** Instruction 1 **
Find every line in the records below that contains the word "drop", treating case as significant, and copy each of those lines.

** Given passage **
┄┄┄┄┄┄┄┄┄┄┄┄┄┄┄┄┄┄┄┄
Code 33.5.1b: The same all-or-nothing semantics in Slurm (atomic node-set allocation) and Ray (a placement group whose bundles are committed as a unit). Three idioms, one rule: the synchronous job's ranks are scheduled together or not at all.

The cost of gang scheduling is queueing delay: a gang waits until its full width is free, which can be longer than the wait for any single rank, and the cluster may sit with a few idle GPUs that no waiting gang is small enough to use. This is the deliberate trade of Chapter 4's barrier semantics surfacing at the scheduler: we accept some scheduling-time idleness to eliminate the far costlier run-time idleness of a deadlocked barrier. The connection to stragglers from earlier chapters is direct; where Chapter 18 mitigated a slow rank inside a running job, gang scheduling prevents the structural straggler of a rank that is not running at all.

3. The Cost of Topology-Oblivious Placement Intermediate

Gang scheduling guarantees the ranks all run; it says nothing about where. A gang scheduler that grants eight GPUs scattered one-per-rack satisfies the all-or-nothing rule while routing every byte of every all-reduce across the cluster spine, the slowest and most contended links in the fabric. To quantify the damage we need the cost model of the collective. From Chapter 4, a bandwidth-optimal ring all-reduce of a message of $M$ bytes over $K$ ranks moves

$$T_{\text{ring}} = 2(K-1)\,\alpha + \frac{2(K-1)}{K}\cdot\frac{M}{B},$$

where $\alpha$ is the per-hop latency and $B$ is the per-link bandwidth. The term that dominates for the large gradient buffers of training is the bandwidth term $\frac{2(K-1)}{K}\cdot\frac{M}{B}$, and the effective $B$ is not a single number: it is set by the slowest link the ring traverses. Inside an NVLink island, $B$ might be hundreds of gigabytes per second; across a leaf switch, tens; across the rack spine, a few. Placing one ring hop on a spine link does not slow that hop alone, it throttles the whole ring to the spine's bandwidth, because the ring advances in lockstep through its slowest segment.

A useful proxy for this effect is the bisection bandwidth and the hop count of the placement. If we assign each level of the hierarchy a relative cost (1 for an intra-island NVLink hop, a few times that for an intra-rack leaf hop, an order of magnitude more for a cross-rack spine hop), the total ring cost is the sum of the per-hop costs around the ring, and a placement that keeps the ring inside one island pays the floor while a placement that scatters across racks pays many spine crossings. The number of cross-rack links a placement induces is a direct, countable estimator of how badly it will run. Code 33.5.2 computes exactly this for a good and a bad placement of the same eight-rank gang on a 32-GPU cluster.

# Cluster: 4 racks x 2 leaf-switch islands x 4 GPUs = 32 GPUs.
# Relative hop cost: same island (NVLink)=1, same rack=4, cross-rack spine=16.
RACKS, ISLANDS_PER_RACK, GPUS_PER_ISLAND = 4, 2, 4

def coord(gpu):                       # (rack, island) of a global GPU id
    within = gpu % (ISLANDS_PER_RACK * GPUS_PER_ISLAND)
┄┄┄┄┄┄┄┄┄┄┄┄┄┄┄┄┄┄┄┄
** Data to process **
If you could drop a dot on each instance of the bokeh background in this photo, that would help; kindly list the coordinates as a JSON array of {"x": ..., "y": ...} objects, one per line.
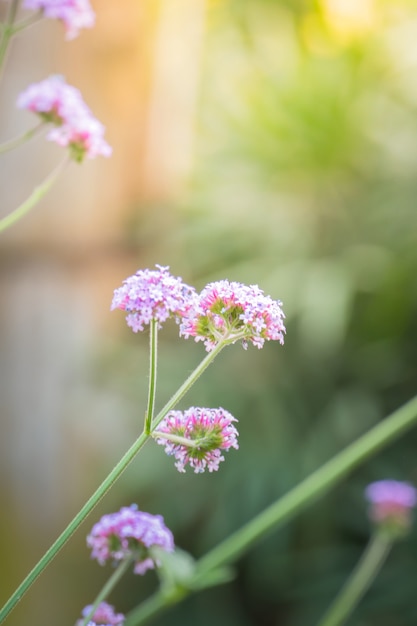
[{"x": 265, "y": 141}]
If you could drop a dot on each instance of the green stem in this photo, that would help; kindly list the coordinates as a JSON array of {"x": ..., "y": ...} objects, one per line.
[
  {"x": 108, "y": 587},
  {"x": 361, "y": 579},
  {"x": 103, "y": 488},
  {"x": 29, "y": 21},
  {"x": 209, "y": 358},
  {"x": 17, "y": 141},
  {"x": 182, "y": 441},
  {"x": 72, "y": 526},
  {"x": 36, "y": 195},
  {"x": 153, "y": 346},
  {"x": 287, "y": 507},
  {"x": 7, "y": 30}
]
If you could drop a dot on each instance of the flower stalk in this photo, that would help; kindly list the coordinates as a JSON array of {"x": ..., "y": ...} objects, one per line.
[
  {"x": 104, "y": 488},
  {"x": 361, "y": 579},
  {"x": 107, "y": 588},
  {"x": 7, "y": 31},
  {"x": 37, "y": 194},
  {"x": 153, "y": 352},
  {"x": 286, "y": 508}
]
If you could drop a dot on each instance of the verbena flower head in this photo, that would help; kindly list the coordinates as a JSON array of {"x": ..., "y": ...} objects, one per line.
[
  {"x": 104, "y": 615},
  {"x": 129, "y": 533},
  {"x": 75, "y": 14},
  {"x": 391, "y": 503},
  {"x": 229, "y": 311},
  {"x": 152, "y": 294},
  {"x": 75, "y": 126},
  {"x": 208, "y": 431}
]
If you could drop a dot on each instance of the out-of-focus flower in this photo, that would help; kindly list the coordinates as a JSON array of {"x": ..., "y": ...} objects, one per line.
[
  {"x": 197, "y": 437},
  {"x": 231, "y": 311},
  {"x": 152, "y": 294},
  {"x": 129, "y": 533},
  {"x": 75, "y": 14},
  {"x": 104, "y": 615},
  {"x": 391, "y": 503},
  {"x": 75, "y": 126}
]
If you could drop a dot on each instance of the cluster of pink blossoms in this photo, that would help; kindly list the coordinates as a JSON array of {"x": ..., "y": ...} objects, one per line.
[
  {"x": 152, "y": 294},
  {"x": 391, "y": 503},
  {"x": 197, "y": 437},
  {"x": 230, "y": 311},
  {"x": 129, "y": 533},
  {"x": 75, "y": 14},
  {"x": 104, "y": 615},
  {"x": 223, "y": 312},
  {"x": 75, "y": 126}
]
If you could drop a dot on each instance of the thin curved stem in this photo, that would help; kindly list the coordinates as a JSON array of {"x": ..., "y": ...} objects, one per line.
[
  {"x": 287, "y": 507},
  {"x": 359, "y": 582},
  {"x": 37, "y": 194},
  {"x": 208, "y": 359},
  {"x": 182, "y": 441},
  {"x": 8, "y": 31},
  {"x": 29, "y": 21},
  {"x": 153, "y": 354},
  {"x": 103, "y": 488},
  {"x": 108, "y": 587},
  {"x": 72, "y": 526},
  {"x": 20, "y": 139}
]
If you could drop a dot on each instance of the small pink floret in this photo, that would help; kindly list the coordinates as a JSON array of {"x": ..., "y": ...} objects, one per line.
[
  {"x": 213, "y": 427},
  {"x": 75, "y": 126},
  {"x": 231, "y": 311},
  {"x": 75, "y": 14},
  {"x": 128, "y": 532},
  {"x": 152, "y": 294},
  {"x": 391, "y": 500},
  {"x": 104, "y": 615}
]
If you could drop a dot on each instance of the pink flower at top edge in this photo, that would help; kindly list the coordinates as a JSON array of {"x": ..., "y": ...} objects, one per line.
┄┄┄┄┄┄┄┄┄┄┄┄┄┄┄┄┄┄┄┄
** Instruction 2 **
Reproduce word for word the part of the gang scheduling passage above that begins at the words "A useful proxy" and stops after "rack=4, cross-rack spine=16.".

** Exercise response 1 **
If you could drop a dot on each instance of the bokeh background in this photo, that would help; kindly list the coordinates as a JSON array of {"x": ..., "y": ...} objects, one per line.
If you could drop a dot on each instance of the green stem in this photo, that would help; kindly list the coordinates as a JSON array of {"x": ..., "y": ...} objects, one per line.
If you could drop a dot on each instance of the flower stalk in this photo, that would help; kindly list the coordinates as a JSON array of {"x": ..., "y": ...} objects, one per line.
If you could drop a dot on each instance of the verbena flower head in this photo, that would help; kindly list the coordinates as a JSON array of {"x": ..., "y": ...} objects, one per line.
If you could drop a dot on each instance of the out-of-focus flower in this photo, that would help; kindly list the coordinates as a JSON array of {"x": ..., "y": ...} objects, one per line.
If you could drop a dot on each instance of the cluster of pink blossoms in this photo, that would help; kindly list the coordinates as a JSON array of {"x": ..., "y": ...} objects, one per line.
If you could drop a dot on each instance of the thin curved stem in this photo, that would help; kindly list the coordinates as a JSON array of {"x": ..., "y": ...} objects, one per line.
If you could drop a dot on each instance of the small pink floret in this photo, that would help; kindly list the coordinates as a JSON array of {"x": ..., "y": ...} objects, one per line.
If you could drop a dot on each instance of the pink flower at top edge in this photo, that would help; kindly list the coordinates as a JSON array of {"x": ..., "y": ...} objects, one per line.

** Exercise response 2 **
A useful proxy for this effect is the bisection bandwidth and the hop count of the placement. If we assign each level of the hierarchy a relative cost (1 for an intra-island NVLink hop, a few times that for an intra-rack leaf hop, an order of magnitude more for a cross-rack spine hop), the total ring cost is the sum of the per-hop costs around the ring, and a placement that keeps the ring inside one island pays the floor while a placement that scatters across racks pays many spine crossings. The number of cross-rack links a placement induces is a direct, countable estimator of how badly it will run. Code 33.5.2 computes exactly this for a good and a bad placement of the same eight-rank gang on a 32-GPU cluster.

# Cluster: 4 racks x 2 leaf-switch islands x 4 GPUs = 32 GPUs.
# Relative hop cost: same island (NVLink)=1, same rack=4, cross-rack spine=16.